▶ Challenge:
Rewrite the lines below as a numbered list, omitting any blank lines.

▶ Recorded information:
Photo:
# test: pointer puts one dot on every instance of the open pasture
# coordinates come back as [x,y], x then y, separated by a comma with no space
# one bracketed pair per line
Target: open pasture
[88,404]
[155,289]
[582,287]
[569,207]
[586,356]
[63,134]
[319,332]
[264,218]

▶ Solved exercise:
1. Photo:
2. # test: pointer puts one dot on every instance of the open pasture
3. # coordinates come back as [x,y], x then y, separated by a comma with no space
4. # one bracketed pair per line
5. Target: open pasture
6. [88,404]
7. [155,289]
8. [582,287]
9. [569,207]
10. [586,356]
11. [63,134]
12. [319,332]
13. [264,218]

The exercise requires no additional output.